I am new to this forum. I am a professional investment manager and trader. I would like your opinion on this portfolio which is heavily concenteated in financials. I am trying to exploit the current market opportunities.
- Liquidity squeeze is short term.
- Upward interest rate pressure is going to decline in India.
- Global trade war rhetoric will subside in coming months.
- There is no imminent global recession.
Yes Bank : 20%
Tata Motors : 17%
Sun Pharma: 15%
Indiabulls Housing : 13%
Repco home finance : 11%
DHFL : 11%
I believe current turmoil in markets because of IL&FS default and DHFL CP sales is short term in nature. Periods of liquidity squeeze in Fed taper tantrum in 2013 and demonstisation in 2016 didn’t last long. I believe with dovish Fed and low inflationary pressure in India, liquidity will be normal within next 3 months
Yes Bank : Board room tussle. Everything should be clear by 31st Jan. Stock trades very cheap compared to peers. Growth rate impeccable and foray into retail banking should support growth.

▸ **LISTED ENTRIES**:
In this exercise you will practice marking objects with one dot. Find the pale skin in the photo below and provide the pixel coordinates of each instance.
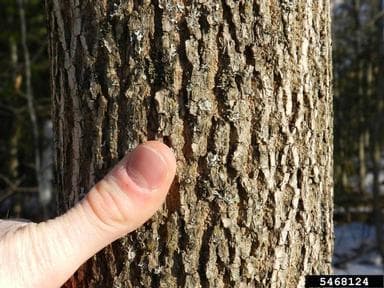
(47, 254)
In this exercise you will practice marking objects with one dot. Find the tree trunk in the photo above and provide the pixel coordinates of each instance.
(241, 92)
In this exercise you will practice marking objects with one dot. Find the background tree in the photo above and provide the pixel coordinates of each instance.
(24, 111)
(241, 92)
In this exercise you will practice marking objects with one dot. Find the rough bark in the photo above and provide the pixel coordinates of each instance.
(241, 91)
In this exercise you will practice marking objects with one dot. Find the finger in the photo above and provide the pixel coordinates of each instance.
(127, 197)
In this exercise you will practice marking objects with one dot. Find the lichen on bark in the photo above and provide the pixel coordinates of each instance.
(241, 91)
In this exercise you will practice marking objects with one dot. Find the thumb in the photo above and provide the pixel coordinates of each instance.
(48, 253)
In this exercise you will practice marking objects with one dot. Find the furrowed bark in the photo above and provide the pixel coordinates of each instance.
(241, 92)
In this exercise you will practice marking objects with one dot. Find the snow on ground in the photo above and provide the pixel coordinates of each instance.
(355, 250)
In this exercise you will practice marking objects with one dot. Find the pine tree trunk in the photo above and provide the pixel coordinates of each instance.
(241, 91)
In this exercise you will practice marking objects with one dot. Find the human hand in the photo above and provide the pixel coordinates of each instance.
(46, 254)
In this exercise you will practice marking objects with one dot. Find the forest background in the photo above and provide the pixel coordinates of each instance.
(27, 188)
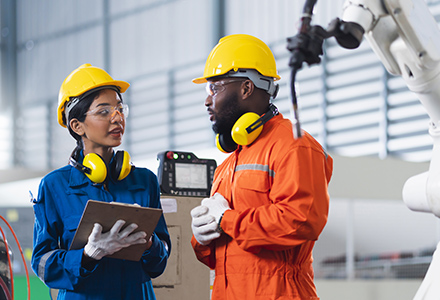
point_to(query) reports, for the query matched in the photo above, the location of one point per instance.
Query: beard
(225, 120)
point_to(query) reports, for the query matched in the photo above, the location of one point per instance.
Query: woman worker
(91, 106)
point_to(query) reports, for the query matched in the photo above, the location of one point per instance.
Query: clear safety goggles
(213, 88)
(108, 112)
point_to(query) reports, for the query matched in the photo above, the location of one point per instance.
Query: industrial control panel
(184, 174)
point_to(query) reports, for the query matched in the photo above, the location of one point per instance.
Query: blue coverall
(61, 200)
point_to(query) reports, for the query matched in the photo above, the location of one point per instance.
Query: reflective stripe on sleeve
(255, 167)
(42, 264)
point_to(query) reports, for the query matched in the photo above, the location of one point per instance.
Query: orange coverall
(277, 189)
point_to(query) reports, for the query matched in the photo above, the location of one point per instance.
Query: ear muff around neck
(240, 132)
(245, 130)
(95, 168)
(225, 143)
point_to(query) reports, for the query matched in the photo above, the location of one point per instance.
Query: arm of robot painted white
(430, 289)
(406, 38)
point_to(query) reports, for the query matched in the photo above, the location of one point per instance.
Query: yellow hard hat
(81, 80)
(239, 51)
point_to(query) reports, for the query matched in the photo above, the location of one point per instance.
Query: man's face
(223, 103)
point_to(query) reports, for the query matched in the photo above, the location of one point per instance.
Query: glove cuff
(219, 227)
(93, 252)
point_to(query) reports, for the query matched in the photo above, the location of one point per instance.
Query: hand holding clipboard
(107, 216)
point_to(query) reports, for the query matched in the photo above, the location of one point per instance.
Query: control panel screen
(184, 174)
(191, 176)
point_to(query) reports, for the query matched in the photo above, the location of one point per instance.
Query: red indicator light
(170, 154)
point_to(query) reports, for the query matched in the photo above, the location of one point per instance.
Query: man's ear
(77, 127)
(247, 88)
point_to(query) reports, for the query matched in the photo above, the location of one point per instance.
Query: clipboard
(107, 214)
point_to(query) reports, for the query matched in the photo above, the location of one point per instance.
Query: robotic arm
(406, 38)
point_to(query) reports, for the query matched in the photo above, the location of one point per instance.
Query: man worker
(269, 199)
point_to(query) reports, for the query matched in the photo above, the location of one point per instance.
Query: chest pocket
(70, 225)
(251, 188)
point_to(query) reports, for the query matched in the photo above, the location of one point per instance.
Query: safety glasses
(108, 112)
(213, 88)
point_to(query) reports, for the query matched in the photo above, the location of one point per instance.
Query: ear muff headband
(95, 168)
(245, 130)
(225, 143)
(122, 165)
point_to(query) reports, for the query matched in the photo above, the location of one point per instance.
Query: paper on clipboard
(107, 214)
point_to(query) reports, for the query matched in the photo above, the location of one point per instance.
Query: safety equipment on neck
(95, 168)
(239, 51)
(245, 130)
(85, 78)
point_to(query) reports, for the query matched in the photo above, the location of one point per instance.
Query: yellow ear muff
(239, 133)
(98, 169)
(123, 165)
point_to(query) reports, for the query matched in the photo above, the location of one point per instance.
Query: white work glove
(216, 205)
(204, 227)
(101, 244)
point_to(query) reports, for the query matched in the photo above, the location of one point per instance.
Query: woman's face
(104, 124)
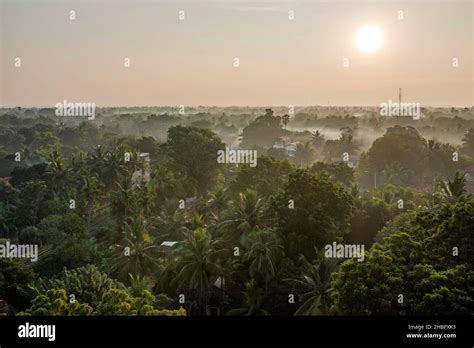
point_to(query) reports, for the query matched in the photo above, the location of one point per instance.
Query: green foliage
(421, 264)
(321, 213)
(120, 303)
(13, 275)
(266, 178)
(194, 150)
(87, 283)
(55, 302)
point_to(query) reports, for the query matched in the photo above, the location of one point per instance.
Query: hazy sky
(190, 62)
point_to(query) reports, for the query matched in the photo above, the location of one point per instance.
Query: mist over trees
(133, 214)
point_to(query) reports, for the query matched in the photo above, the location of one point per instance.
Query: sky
(190, 62)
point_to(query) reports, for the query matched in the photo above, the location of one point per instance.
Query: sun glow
(369, 39)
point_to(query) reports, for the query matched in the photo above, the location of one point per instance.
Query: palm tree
(304, 154)
(243, 215)
(316, 278)
(90, 191)
(317, 138)
(197, 266)
(137, 251)
(285, 119)
(170, 221)
(57, 170)
(253, 299)
(263, 250)
(453, 190)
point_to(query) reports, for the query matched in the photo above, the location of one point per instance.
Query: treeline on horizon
(235, 246)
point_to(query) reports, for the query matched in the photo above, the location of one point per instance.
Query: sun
(369, 38)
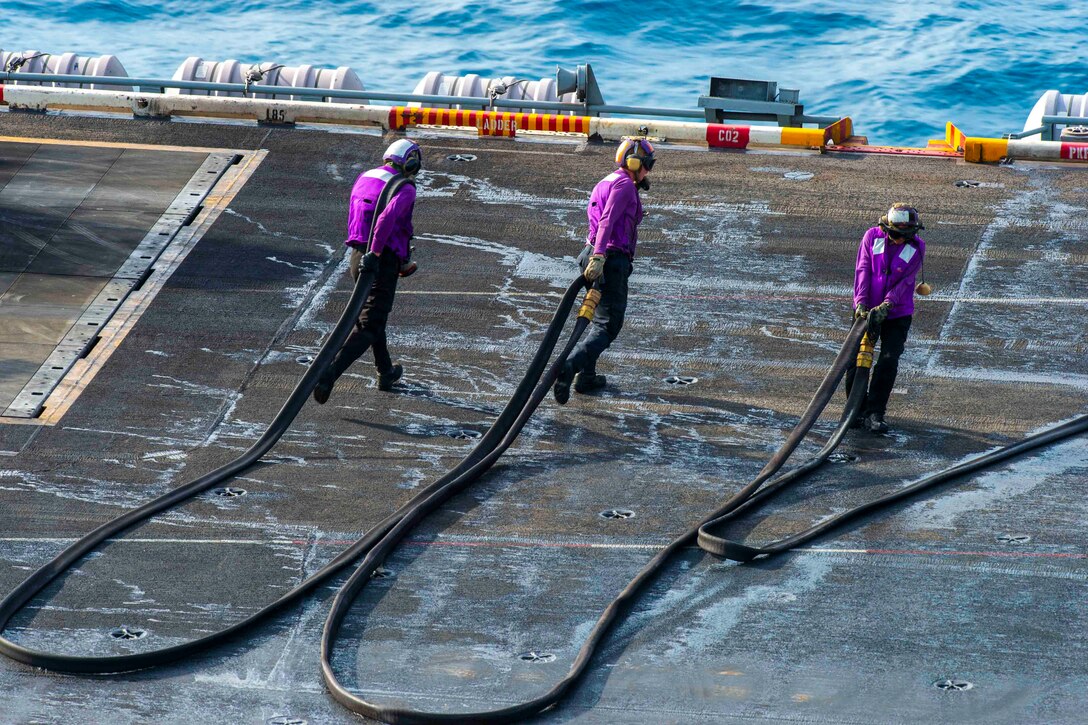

▸ **THE TASK**:
Answer these questions about the portfolio post:
(a) What share of the portfolio is in Sun Pharma?
(b) Within what period does the writer expect liquidity to be normal?
(c) By what date does the writer say everything should be clear at Yes Bank?

▸ **EXERCISE SOLUTION**:
(a) 15%
(b) Within the next 3 months
(c) 31st Jan